# Text block:
§
Rick Santorum - I agree with a lot of Rick’s positions, but something about the guy gives me the creeps. Judging by early polls, I’m not alone. Not a very thoughtful analysis, I know, but if the question is, does he have a chance, I think the answer is no.
Tim Pawlenty - Nice guy, I like a lot of his positions and his track record. I haven’t seen enough of him on the stump to know if he can sell himself in the national spotlight.
Herman Cain - Herman did well in the first Republican debate. He has a growing and very enthusiastic following. However, lack of political experience and not having access to classified material is not an excuse for not being at least familiar with foreign policy issues. If he’s going to have mass appeal as a potential competent commander in chief, he’s got a lot of homework to do. He should be surrounding himself with experts now, not waiting to see the election results.
Michele Bachmann - As of this moment Michele has not announced. She also has an enthusiastic following and is also subject to rookie mistakes. She’s been called out more than once for quoting figures that are not accurate. In this day and age, you have to know that everything you say is going to be scrutinized and every mistake will be held against you. She needs to get a top-rate fact checking team now, if she’s going to be a serious contender.
Gary Johnson - Love what he says, hate how he says it. He comes across to me as someone who is confident that most of the people in the room disagree with him. This smells like weakness. He needs to learn to address his supporters and convey the confidence in his convictions. If you can’t move people to action, your agenda is meaningless.
Ron Paul - Another candidate with a lot of enthusiastic supporters. Dead right on a lot of issues. Dead wrong on others. I think his appeal is still very limited. He’ll have a role in shaping the issues, but his isolationist agenda is going to be a non-starter.
Fred Karger, Vern Wuensche and Tom Miller - Who?
Other names have been suggested, most of whom are probably not even considering running. However, the biggest wild card out there, I believe, is Sara Palin.
Sara Palin - You either love her, or you hate her. What I find very appealing is that she has learned not to waste time trying to appeal to those who have already decided to hate her. I think she’s sincere when she says she’ll wait and see how the race shapes up. I believe that if she deems all the other candidates unworthy, she’ll get in late in the game. She can afford to, and I believe she would be a formidable candidate.
Ultimately, the 2012 election is going to be about the economy. If people generally feel good about how things are going, Obama gets another term, if they don’t, the other guy wins. The Republican nomination process is all about who gets to be the other guy (or gal).
§
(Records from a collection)

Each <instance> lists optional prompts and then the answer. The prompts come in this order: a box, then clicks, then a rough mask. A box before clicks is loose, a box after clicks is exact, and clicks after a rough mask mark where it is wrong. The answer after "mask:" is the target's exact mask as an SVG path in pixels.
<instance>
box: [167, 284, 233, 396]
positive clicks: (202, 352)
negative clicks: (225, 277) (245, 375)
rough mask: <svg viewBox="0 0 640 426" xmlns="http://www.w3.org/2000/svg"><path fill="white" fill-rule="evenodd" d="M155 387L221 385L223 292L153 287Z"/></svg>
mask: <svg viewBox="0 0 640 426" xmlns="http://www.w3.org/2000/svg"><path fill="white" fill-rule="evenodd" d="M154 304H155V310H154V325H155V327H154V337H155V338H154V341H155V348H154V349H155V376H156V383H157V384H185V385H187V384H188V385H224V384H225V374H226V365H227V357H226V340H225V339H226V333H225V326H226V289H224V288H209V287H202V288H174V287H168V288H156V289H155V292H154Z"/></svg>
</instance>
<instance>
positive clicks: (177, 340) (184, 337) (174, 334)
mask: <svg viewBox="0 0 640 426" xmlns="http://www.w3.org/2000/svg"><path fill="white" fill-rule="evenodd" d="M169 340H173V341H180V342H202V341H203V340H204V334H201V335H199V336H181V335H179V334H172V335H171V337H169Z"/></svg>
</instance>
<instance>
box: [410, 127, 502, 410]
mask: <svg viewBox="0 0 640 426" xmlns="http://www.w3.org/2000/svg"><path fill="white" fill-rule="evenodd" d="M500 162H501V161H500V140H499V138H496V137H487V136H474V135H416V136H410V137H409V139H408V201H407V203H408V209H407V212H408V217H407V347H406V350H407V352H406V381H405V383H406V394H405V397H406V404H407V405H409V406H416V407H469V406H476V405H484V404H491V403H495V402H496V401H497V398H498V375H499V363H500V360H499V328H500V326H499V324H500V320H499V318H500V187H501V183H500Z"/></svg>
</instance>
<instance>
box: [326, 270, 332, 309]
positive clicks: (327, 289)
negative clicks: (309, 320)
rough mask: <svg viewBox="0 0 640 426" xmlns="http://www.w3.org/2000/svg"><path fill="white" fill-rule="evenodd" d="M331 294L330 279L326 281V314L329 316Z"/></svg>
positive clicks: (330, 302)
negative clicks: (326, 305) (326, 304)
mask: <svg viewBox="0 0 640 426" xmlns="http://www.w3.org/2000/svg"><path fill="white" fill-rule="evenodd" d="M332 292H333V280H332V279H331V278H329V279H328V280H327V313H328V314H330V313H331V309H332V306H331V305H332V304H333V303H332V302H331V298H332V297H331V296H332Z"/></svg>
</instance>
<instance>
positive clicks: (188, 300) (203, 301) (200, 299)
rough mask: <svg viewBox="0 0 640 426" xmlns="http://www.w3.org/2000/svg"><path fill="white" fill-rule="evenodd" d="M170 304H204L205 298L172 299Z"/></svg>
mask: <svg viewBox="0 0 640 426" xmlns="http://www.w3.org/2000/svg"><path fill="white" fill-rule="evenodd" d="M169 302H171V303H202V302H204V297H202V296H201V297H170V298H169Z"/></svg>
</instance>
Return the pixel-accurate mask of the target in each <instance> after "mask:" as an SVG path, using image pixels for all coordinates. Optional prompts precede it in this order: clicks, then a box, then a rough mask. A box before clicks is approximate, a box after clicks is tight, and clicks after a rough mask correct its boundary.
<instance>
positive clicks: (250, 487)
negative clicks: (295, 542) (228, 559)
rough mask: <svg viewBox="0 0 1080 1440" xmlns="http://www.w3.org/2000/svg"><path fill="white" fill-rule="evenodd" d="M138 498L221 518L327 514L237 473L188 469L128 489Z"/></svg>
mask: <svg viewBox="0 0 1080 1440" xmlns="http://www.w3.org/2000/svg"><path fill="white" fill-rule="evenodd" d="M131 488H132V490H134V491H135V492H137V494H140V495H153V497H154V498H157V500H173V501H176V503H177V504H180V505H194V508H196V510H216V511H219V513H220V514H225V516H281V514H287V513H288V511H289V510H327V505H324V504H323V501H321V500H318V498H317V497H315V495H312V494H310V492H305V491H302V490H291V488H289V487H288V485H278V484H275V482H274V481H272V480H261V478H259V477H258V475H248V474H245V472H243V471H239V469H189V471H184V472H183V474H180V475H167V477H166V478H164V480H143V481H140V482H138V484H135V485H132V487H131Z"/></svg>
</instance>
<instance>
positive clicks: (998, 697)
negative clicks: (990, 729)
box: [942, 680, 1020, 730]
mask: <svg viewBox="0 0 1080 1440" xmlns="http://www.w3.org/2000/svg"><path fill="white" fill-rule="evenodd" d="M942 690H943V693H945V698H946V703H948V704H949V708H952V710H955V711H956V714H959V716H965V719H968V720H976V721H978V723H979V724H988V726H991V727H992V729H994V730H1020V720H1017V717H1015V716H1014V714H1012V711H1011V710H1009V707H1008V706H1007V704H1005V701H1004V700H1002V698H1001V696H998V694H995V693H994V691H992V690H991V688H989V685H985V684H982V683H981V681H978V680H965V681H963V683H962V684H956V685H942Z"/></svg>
§
# The problem:
Answer these questions using the text on the 2012 Republican candidates.
(a) In which event does the text say Herman Cain did well?
(b) What kind of team does the text say Michele Bachmann needs to get now?
(c) What does the text say the 2012 election is ultimately going to be about?

# Response to the exercise:
(a) The first Republican debate.
(b) A top-rate fact checking team.
(c) The economy.